** TASK ITEM **
Print exactly the lines below between the line holding "45, row 168." and the line holding "539, row 142.", inclusive, and nothing more.

** GIVEN ENTRIES **
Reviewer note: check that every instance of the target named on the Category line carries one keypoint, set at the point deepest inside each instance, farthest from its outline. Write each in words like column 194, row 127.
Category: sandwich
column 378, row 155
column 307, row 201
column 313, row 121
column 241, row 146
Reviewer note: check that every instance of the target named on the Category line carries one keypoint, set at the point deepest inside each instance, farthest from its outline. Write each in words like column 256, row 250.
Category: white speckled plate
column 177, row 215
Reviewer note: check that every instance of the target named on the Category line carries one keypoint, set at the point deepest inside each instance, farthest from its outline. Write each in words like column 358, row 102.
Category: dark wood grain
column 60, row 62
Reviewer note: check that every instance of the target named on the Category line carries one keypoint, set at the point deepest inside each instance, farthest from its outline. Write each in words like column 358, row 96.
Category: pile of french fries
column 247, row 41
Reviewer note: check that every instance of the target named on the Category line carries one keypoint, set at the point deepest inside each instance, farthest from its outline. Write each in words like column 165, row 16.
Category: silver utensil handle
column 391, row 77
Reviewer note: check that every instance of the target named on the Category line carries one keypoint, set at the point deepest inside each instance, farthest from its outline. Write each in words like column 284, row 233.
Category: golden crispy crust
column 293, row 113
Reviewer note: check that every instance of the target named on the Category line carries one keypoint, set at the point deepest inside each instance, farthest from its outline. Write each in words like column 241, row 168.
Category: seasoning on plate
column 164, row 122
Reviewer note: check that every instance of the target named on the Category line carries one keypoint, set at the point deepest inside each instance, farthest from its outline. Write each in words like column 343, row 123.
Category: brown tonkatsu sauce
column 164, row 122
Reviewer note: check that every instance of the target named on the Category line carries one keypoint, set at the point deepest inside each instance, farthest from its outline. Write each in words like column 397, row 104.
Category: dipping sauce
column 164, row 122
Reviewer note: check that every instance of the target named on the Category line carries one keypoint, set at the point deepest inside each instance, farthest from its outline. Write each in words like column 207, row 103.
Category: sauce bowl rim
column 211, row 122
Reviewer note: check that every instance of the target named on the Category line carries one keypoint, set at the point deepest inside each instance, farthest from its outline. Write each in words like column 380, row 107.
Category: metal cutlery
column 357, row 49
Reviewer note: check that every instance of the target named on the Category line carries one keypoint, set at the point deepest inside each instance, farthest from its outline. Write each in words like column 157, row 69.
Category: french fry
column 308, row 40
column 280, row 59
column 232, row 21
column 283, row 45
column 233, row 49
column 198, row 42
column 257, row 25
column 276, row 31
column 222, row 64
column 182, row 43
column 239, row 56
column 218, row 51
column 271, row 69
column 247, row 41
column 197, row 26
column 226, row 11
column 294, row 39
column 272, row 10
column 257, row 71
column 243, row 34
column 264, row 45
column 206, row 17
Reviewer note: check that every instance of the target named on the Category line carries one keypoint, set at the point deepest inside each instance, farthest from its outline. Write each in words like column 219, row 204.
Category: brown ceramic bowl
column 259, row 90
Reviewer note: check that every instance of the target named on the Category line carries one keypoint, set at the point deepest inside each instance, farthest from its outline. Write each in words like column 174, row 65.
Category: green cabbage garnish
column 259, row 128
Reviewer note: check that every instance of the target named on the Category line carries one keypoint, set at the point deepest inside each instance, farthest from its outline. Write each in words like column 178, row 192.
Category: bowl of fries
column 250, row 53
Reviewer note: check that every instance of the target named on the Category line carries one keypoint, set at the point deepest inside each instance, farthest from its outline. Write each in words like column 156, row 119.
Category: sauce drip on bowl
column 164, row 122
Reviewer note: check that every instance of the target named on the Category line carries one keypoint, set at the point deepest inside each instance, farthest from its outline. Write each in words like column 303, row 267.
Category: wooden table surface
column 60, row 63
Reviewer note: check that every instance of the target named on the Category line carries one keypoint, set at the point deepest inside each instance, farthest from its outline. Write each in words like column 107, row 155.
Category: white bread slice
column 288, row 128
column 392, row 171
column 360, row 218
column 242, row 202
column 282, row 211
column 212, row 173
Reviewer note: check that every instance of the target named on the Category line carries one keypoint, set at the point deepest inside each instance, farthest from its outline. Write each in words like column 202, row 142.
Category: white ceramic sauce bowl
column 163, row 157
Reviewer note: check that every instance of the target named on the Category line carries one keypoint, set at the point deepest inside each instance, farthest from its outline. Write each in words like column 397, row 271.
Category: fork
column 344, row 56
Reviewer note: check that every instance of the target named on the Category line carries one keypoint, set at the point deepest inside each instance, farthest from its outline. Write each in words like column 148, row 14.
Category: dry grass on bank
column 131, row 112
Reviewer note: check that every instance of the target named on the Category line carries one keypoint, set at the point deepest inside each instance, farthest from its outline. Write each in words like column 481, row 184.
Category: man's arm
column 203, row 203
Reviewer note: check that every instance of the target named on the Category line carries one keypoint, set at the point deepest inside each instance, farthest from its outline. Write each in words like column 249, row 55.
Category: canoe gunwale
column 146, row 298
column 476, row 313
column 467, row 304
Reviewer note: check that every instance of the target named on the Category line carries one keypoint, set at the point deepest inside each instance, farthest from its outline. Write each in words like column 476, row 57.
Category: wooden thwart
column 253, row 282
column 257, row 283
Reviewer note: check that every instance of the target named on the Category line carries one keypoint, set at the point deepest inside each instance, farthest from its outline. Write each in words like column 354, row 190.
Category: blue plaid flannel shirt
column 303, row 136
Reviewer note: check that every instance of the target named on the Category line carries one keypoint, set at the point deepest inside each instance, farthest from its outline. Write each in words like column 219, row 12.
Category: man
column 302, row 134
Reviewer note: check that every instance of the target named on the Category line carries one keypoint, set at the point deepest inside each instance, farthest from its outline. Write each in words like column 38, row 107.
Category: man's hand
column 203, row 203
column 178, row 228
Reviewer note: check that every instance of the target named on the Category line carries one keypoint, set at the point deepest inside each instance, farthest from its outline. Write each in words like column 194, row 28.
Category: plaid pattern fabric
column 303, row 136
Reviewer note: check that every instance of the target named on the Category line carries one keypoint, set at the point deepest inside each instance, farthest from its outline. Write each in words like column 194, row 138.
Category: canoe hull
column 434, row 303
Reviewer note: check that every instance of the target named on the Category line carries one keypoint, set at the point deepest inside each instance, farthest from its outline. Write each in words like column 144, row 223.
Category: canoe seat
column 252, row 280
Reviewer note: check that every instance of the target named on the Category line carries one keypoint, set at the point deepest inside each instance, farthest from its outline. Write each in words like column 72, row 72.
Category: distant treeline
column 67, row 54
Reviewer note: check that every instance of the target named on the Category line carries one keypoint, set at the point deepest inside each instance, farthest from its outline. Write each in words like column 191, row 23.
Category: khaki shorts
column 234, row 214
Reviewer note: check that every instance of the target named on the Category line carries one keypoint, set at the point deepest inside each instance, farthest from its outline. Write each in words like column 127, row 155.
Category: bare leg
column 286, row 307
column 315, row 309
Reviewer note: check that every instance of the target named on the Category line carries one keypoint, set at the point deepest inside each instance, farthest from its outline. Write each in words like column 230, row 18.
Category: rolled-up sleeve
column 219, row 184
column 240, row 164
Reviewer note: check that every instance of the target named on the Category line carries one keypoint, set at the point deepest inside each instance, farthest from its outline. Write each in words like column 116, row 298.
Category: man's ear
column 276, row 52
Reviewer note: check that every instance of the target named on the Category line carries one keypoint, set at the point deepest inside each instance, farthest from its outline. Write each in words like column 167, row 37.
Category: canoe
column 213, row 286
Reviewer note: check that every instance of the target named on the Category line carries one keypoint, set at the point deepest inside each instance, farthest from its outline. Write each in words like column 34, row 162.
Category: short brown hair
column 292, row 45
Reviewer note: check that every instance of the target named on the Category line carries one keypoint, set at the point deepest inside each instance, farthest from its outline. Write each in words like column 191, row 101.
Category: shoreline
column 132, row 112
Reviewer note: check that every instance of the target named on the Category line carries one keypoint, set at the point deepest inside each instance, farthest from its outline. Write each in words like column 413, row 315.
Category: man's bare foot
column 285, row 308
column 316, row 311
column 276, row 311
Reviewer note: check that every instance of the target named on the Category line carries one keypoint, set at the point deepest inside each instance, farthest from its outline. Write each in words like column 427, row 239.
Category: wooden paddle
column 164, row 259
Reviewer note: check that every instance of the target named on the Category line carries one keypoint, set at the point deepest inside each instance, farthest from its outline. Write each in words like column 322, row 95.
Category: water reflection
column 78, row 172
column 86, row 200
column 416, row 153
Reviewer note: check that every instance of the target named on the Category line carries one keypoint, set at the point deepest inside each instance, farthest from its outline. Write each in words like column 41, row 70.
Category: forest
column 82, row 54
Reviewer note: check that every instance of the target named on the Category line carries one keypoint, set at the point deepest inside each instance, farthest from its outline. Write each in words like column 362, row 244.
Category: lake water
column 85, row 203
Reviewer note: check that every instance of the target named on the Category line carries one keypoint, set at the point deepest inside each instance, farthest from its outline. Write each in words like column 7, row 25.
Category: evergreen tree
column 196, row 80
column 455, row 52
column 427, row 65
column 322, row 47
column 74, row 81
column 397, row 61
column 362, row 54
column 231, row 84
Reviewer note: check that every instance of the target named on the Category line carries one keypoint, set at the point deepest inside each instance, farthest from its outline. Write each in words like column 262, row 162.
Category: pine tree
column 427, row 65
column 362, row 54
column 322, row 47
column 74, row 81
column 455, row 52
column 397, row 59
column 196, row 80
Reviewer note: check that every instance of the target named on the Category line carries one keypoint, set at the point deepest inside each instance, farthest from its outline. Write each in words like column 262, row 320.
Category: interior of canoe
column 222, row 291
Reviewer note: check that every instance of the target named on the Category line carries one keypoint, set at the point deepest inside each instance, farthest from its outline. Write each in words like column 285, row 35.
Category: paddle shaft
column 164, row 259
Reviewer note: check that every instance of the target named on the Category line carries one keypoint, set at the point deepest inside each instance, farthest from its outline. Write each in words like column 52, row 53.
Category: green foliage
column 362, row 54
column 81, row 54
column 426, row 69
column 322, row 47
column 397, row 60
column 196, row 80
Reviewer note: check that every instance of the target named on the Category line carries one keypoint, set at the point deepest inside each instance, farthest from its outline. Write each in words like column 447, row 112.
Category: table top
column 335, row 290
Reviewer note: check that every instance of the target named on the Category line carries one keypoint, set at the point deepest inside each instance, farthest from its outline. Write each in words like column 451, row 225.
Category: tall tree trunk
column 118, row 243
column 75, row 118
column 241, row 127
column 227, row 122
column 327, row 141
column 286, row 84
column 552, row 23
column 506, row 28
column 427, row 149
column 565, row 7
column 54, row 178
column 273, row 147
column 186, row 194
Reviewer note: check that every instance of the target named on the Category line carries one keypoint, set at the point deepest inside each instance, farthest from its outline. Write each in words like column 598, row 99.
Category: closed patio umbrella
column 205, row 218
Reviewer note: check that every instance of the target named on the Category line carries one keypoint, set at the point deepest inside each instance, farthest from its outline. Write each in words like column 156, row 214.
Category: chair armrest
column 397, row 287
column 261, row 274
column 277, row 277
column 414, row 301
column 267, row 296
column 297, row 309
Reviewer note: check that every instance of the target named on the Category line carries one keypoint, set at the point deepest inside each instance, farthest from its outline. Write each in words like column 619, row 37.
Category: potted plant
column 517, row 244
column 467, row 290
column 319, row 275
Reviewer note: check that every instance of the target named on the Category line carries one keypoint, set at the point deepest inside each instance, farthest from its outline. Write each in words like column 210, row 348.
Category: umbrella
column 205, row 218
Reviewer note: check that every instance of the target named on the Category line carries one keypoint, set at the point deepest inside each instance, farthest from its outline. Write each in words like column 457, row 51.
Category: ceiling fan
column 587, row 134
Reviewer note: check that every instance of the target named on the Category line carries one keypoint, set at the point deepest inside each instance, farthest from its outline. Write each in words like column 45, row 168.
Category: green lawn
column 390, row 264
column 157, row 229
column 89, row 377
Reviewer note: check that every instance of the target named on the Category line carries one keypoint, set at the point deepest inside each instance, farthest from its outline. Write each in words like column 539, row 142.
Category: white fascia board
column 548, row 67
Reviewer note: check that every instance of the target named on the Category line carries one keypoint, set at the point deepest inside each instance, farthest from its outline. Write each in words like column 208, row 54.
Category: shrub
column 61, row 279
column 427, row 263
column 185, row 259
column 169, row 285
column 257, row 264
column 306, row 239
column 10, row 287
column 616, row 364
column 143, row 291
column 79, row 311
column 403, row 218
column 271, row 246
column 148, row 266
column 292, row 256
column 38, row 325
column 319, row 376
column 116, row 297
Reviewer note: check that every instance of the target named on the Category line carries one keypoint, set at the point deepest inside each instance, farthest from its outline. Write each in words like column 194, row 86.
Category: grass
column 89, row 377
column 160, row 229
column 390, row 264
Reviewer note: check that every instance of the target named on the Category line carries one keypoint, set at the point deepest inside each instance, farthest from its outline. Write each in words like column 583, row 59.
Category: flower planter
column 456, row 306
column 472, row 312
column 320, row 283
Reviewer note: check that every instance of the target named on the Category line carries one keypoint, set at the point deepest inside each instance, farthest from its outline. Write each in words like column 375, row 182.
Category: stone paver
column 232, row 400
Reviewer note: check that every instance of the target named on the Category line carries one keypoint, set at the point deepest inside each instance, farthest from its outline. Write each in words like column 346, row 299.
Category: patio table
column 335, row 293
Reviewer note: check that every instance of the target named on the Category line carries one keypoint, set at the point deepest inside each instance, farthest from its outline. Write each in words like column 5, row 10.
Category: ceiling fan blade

** RESPONSE **
Reviewer note: check that every instance of the target named on the Category line carries one keypoint, set at the point deepest inside each instance, farthest from its outline. Write each in words like column 45, row 168.
Category: green lawn
column 390, row 264
column 157, row 229
column 89, row 377
Reviewer note: check that every instance of the target named on the Category line carries one keypoint, set at the point deepest inside each instance, farthest from its outline. Write each in words like column 539, row 142.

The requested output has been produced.